Records to process:
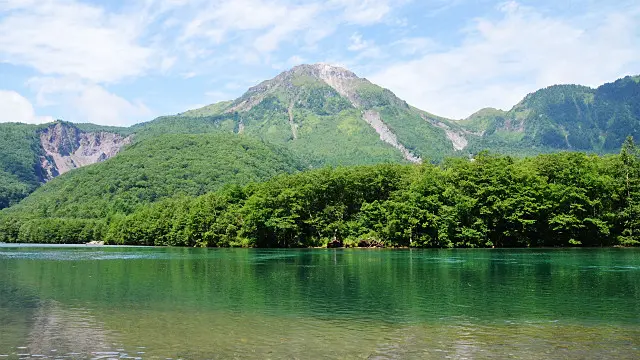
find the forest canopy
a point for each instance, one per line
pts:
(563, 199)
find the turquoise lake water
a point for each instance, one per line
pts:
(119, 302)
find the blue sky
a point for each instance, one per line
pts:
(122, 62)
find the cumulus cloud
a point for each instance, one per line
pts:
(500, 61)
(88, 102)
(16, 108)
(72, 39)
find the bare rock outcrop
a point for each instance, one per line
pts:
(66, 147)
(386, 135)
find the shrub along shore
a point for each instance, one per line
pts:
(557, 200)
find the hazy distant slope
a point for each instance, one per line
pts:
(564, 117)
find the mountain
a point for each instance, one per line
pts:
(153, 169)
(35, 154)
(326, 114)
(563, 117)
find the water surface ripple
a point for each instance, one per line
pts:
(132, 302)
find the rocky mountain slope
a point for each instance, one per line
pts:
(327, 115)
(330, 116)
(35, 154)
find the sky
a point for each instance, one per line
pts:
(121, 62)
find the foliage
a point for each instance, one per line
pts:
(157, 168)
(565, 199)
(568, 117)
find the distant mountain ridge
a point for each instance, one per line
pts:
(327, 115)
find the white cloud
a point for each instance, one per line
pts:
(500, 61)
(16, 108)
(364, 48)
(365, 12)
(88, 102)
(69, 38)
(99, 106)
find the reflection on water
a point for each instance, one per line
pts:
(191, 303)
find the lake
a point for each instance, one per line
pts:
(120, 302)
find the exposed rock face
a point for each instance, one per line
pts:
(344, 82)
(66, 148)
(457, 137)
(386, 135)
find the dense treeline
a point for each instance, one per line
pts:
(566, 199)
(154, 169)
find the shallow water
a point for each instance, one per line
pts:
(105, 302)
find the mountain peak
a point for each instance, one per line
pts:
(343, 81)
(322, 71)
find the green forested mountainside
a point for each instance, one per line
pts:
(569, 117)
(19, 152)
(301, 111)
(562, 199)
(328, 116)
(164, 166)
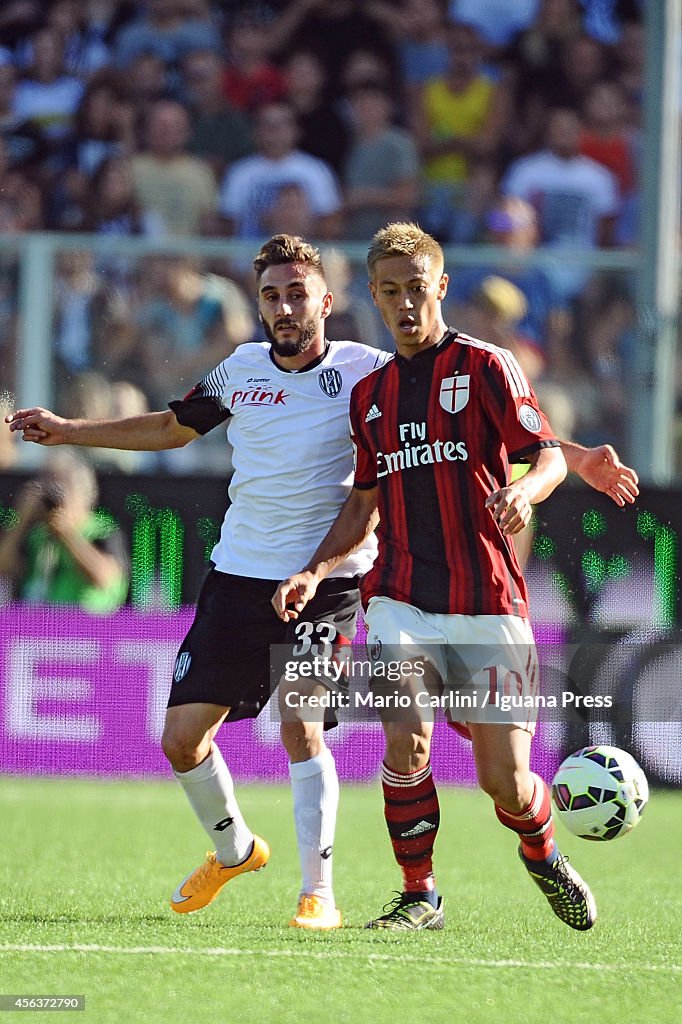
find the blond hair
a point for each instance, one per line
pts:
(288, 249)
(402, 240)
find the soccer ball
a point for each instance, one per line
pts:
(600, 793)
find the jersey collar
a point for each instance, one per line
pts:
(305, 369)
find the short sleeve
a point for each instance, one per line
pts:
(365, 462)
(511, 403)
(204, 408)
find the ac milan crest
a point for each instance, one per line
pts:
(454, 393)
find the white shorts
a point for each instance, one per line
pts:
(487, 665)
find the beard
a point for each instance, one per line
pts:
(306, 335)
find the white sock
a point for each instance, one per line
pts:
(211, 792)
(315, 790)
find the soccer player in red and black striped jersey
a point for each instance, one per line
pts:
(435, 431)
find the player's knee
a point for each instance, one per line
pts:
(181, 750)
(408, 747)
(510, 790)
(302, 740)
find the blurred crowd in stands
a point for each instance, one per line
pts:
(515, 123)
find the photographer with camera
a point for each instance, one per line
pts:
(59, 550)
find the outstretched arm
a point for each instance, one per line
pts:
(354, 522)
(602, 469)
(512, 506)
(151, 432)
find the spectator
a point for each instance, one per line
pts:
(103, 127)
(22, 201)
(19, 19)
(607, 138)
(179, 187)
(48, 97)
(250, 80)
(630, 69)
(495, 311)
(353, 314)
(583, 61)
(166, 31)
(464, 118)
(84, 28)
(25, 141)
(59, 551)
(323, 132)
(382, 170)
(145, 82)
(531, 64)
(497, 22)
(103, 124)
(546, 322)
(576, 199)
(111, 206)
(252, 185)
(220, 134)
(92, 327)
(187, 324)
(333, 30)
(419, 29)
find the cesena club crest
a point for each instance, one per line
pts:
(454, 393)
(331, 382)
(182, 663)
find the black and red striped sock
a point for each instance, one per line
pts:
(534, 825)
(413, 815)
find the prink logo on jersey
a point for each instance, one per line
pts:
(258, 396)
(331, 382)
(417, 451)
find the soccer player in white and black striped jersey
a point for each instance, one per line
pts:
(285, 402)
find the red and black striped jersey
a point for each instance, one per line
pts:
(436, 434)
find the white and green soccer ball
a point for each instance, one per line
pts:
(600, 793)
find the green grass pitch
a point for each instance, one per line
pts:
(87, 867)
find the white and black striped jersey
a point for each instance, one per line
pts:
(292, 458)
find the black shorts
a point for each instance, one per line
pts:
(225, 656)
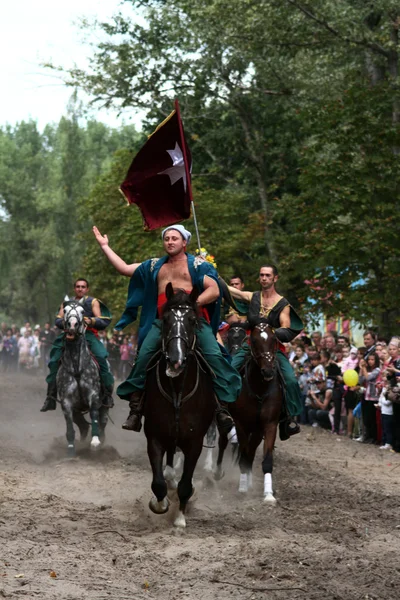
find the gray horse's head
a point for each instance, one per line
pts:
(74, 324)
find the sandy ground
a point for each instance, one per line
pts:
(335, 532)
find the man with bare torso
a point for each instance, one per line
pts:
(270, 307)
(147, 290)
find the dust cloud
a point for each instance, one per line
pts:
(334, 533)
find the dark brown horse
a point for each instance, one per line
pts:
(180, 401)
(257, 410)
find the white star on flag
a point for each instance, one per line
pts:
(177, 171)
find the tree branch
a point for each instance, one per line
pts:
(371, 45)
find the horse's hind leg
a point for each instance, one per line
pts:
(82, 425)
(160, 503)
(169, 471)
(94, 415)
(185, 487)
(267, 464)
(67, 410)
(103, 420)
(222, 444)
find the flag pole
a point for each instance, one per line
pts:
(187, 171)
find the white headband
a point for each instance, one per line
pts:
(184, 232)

Task to complete:
The records need to be restated word for word, minus any images.

Written response:
find the forest canopy
a point for each instance, one per line
pts:
(563, 199)
find the turquoise lake water
a point for each instance, one per line
pts:
(119, 302)
find the blue sky
a point for each instance, one per line
pts:
(122, 62)
find the cumulus cloud
a point for each instance, one per line
pts:
(500, 61)
(88, 102)
(16, 108)
(72, 39)
find the bare rock outcrop
a point for each instance, one per line
pts:
(66, 147)
(386, 135)
find the shrub along shore
a point for each instance, one per line
pts:
(557, 200)
find the hazy distant slope
a point for each instance, one per line
pts:
(564, 117)
find the mountain
a point for each instance, one per line
pts:
(153, 169)
(35, 154)
(326, 114)
(563, 117)
find the water surface ripple
a point for each instance, one per line
pts:
(132, 302)
find the rocky mountain slope
a point for each instance, one per line
pts:
(327, 115)
(330, 116)
(35, 154)
find the sky
a point for each instance, one per line
pts:
(121, 62)
find the foliage
a point for each instance, one per line
pts:
(157, 168)
(565, 199)
(568, 117)
find the distant mountain ridge
a point for each instance, one per line
pts:
(327, 115)
find the white cloud
a point for each instance, one per line
pts:
(500, 61)
(16, 108)
(364, 48)
(365, 12)
(88, 102)
(69, 38)
(99, 106)
find the reflection on water
a point for each instance, one per line
pts:
(191, 303)
find the lake
a point for each instance, one per line
pts:
(120, 302)
find the exposed rock face
a point for each instance, one per line
pts:
(344, 82)
(66, 148)
(457, 137)
(386, 135)
find the dense treeline
a point for each instance, one per line
pts:
(566, 199)
(154, 169)
find the shallow water
a point for each instance, one per line
pts:
(105, 302)
find the mountain peak
a point for each instance, one per line
pts:
(343, 81)
(322, 71)
find the green forested mountainside
a point for each instance, one per line
pts:
(569, 117)
(19, 152)
(301, 111)
(562, 199)
(328, 116)
(164, 166)
find the blond hair
a point for each instance, one per line
pts:
(288, 249)
(402, 240)
find the soccer ball
a point for each instance, one per line
pts:
(600, 793)
find the jersey collar
a point for each instance, one per line
pts:
(305, 369)
find the short sleeve
a point for each instance, one per line
pts:
(365, 462)
(511, 403)
(204, 408)
find the ac milan crest
a point for each instance, one per line
pts:
(454, 393)
find the white shorts
a point for each instance, one per line
pts:
(487, 665)
find the beard
a point for each instance, one per line
pts:
(306, 335)
find the white sock
a point for each instance, one per line
pts:
(211, 792)
(315, 790)
find the soccer player in red and black striped jersey
a point for each instance, one per line
pts:
(435, 431)
find the player's knee
a point for each instance, one per line
pts:
(181, 750)
(408, 747)
(510, 790)
(302, 740)
find the blurred crowd in stands
a point for each instance, one per line
pts:
(515, 123)
find the photographer with camera
a point for each instance, one per line
pts:
(59, 550)
find the outstretched arm
a point for each instance, one per line
pts:
(354, 522)
(602, 469)
(512, 506)
(151, 432)
find the spectator
a point for each instance, one per line
pts:
(103, 127)
(22, 201)
(19, 19)
(607, 138)
(179, 187)
(48, 97)
(250, 80)
(630, 69)
(495, 311)
(353, 314)
(583, 61)
(166, 31)
(464, 118)
(84, 28)
(25, 141)
(59, 551)
(323, 132)
(382, 170)
(145, 82)
(531, 64)
(497, 22)
(103, 124)
(546, 322)
(576, 199)
(111, 206)
(252, 185)
(220, 134)
(92, 327)
(187, 324)
(333, 30)
(419, 29)
find the cesena club crest
a point for each instance, one per line
pts:
(454, 393)
(331, 382)
(182, 663)
find the black and red striped sock
a point for each instance, one per line
pts:
(534, 825)
(413, 815)
find the prink logo on jersey
a point for each instance, one per line
pts:
(258, 396)
(331, 382)
(417, 451)
find the soccer player in white and black striped jersey
a point for each instance, one per line
pts:
(285, 402)
find the red and black striped jersey
a point for each instance, one per line
pts:
(436, 434)
find the white and green soccer ball
a point for each instance, one per line
pts:
(600, 793)
find the green grass pitch
a point for each instance, one per line
pts:
(87, 867)
find the white and black striped jersey
a point for each instance, one per line
pts:
(292, 458)
find the black shorts
a point for each instance, one per line
pts:
(225, 656)
find the gray horse's head
a point for each instance, one per line
pts:
(74, 324)
find the sandy ground
a point for each instance, one per line
pts:
(335, 532)
find the man with bare torso
a point for each instance, one per line
pts:
(270, 307)
(147, 290)
find the dust cloud
a point for each instance, one per line
pts:
(334, 533)
find the dark brown horse
a point for each instance, one per line
pts:
(180, 401)
(257, 410)
find the white star on flag
a point for each instance, one per line
pts:
(177, 171)
find the tree branch
a point for each instance, one per line
pts:
(371, 45)
find the horse's hind leg
a point for each instance, one per line
pts:
(82, 425)
(160, 503)
(169, 471)
(94, 415)
(185, 487)
(267, 464)
(67, 410)
(103, 420)
(222, 444)
find the flag pole
a point for each instance, one per line
pts:
(187, 171)
find the white headband
a point for each instance, one per line
pts:
(184, 232)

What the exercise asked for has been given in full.